[IP] Bob Evans, IBM mainframe pioneer, dies at 77
I had the privilege of working with Bo (B.O. Evans) while I was SHARE 
Secretary and then a member of the SHARE Executive Board. Once while 
sitting at a pool side table at one SHARE meeting Bo was telling me 
about the forthcoming IBM 360 (still quiet at that time) and asked me 
what he should do about the large amounts of programming languages IBM 
would have to implement for the 360. The result of that discussion was 
the PL/1 programming language intended to replace all the others with a 
superior language,
My excuse -- I was young.
Bo was a GREAT person -- to see how young and a picture of Bo see
http://homepage.mac.com/dfarber/PhotoAlbum1.html
Dave
Begin forwarded message:
From: Claudio Gutierrez <gutierrezclaudio@xxxxxxxx>
Date: September 6, 2004 9:15:18 AM EDT
To: Dave Farber <dave@xxxxxxxxxx>
Subject: Bob Evans, IBM mainframe pioneer, dies at 77
News.com
Evans died of heart failure at his home in the San Francisco suburb of 
Hillsborough, his son Robert Evans said.

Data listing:
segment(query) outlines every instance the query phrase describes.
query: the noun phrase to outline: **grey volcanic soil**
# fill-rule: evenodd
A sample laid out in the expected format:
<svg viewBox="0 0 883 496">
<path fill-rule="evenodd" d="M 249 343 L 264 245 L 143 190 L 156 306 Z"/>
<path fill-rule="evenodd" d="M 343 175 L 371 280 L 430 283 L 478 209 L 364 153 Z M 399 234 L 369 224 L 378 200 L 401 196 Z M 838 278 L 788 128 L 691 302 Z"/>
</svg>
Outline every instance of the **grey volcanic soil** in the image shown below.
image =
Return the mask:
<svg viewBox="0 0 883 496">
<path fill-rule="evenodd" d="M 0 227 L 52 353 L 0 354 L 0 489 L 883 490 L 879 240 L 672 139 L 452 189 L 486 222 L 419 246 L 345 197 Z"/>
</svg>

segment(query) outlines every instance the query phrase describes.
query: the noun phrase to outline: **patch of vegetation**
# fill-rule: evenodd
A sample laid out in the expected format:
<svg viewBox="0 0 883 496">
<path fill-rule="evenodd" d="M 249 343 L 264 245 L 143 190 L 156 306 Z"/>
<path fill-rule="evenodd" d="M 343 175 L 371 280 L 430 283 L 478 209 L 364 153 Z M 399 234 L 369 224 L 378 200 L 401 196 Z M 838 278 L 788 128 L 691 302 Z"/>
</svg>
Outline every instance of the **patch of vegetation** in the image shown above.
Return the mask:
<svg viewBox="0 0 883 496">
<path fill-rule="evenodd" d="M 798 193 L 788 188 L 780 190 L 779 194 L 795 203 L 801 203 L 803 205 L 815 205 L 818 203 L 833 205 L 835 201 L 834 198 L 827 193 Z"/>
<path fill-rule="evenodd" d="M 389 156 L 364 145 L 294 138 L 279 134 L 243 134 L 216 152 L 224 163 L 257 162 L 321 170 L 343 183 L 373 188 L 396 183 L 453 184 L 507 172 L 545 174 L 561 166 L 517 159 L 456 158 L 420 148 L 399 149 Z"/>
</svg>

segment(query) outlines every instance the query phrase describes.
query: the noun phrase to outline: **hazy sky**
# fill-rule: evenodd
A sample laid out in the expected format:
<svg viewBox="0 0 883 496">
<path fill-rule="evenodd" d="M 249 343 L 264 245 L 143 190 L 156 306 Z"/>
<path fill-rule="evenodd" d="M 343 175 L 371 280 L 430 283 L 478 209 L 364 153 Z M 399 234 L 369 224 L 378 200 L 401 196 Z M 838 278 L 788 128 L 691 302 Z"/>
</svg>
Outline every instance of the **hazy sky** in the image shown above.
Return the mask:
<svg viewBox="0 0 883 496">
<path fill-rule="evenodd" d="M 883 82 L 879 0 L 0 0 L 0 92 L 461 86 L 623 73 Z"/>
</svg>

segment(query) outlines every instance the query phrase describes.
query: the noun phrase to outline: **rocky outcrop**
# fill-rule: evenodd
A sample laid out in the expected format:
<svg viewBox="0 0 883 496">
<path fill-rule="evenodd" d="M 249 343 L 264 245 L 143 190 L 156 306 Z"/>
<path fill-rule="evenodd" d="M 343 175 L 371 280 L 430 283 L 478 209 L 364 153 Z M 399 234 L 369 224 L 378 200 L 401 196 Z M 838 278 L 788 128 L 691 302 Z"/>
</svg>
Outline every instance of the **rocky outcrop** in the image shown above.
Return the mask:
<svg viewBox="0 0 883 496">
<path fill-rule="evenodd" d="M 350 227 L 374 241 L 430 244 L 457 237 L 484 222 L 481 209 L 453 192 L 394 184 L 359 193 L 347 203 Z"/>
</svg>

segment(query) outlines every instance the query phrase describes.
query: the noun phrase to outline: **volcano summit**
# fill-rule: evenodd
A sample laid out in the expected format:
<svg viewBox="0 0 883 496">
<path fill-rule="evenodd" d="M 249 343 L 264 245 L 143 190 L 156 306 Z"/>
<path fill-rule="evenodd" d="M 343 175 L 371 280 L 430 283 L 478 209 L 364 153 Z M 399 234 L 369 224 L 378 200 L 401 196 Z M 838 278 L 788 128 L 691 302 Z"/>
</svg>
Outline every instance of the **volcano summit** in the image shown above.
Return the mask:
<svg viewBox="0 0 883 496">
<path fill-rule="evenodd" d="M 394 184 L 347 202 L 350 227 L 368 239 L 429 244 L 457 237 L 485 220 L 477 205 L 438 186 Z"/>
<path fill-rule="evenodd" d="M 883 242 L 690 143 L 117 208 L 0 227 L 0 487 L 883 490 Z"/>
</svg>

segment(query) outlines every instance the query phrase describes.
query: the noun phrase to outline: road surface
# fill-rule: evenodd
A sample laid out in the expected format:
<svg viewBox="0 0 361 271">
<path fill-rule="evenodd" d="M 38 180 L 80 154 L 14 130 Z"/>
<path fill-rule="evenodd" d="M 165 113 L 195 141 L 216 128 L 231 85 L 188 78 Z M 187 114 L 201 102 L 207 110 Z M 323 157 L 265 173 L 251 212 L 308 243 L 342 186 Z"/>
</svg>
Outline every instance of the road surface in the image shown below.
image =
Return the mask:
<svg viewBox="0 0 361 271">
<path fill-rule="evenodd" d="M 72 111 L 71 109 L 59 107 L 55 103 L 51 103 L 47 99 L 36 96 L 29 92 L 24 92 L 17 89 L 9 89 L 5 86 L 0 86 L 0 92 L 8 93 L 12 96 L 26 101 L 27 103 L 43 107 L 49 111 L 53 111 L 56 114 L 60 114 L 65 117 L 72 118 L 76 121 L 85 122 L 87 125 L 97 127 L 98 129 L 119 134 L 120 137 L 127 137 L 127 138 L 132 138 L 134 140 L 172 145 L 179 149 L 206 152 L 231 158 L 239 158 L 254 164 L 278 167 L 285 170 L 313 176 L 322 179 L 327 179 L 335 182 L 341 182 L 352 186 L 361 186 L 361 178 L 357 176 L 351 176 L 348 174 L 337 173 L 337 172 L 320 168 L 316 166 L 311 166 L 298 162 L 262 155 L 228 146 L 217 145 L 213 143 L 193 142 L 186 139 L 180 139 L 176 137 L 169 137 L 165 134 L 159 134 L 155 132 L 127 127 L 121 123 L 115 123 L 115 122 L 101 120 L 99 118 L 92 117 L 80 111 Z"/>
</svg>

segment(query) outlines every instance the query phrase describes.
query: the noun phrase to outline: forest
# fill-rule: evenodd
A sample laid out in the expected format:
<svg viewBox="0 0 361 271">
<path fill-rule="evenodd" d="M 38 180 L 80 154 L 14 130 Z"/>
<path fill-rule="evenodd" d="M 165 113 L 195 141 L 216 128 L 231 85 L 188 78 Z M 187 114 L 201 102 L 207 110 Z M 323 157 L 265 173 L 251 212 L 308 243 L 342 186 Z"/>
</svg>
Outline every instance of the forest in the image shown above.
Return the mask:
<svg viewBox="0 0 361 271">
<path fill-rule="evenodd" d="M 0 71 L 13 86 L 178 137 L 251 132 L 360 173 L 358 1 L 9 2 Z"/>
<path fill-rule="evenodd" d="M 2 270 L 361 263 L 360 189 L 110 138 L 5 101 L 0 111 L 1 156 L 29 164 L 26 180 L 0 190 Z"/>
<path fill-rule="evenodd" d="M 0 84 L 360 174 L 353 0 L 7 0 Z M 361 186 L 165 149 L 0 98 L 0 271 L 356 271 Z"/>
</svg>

__Exercise instructions__:
Copy the post about Bob Evans from "Bo was a GREAT" to "Robert Evans said.", replacing "heart failure" with "cardiac arrest".

__Answer to the task__:
Bo was a GREAT person -- to see how young and a picture of Bo see
http://homepage.mac.com/dfarber/PhotoAlbum1.html
Dave
Begin forwarded message:
From: Claudio Gutierrez <gutierrezclaudio@xxxxxxxx>
Date: September 6, 2004 9:15:18 AM EDT
To: Dave Farber <dave@xxxxxxxxxx>
Subject: Bob Evans, IBM mainframe pioneer, dies at 77
News.com
Evans died of cardiac arrest at his home in the San Francisco suburb of 
Hillsborough, his son Robert Evans said.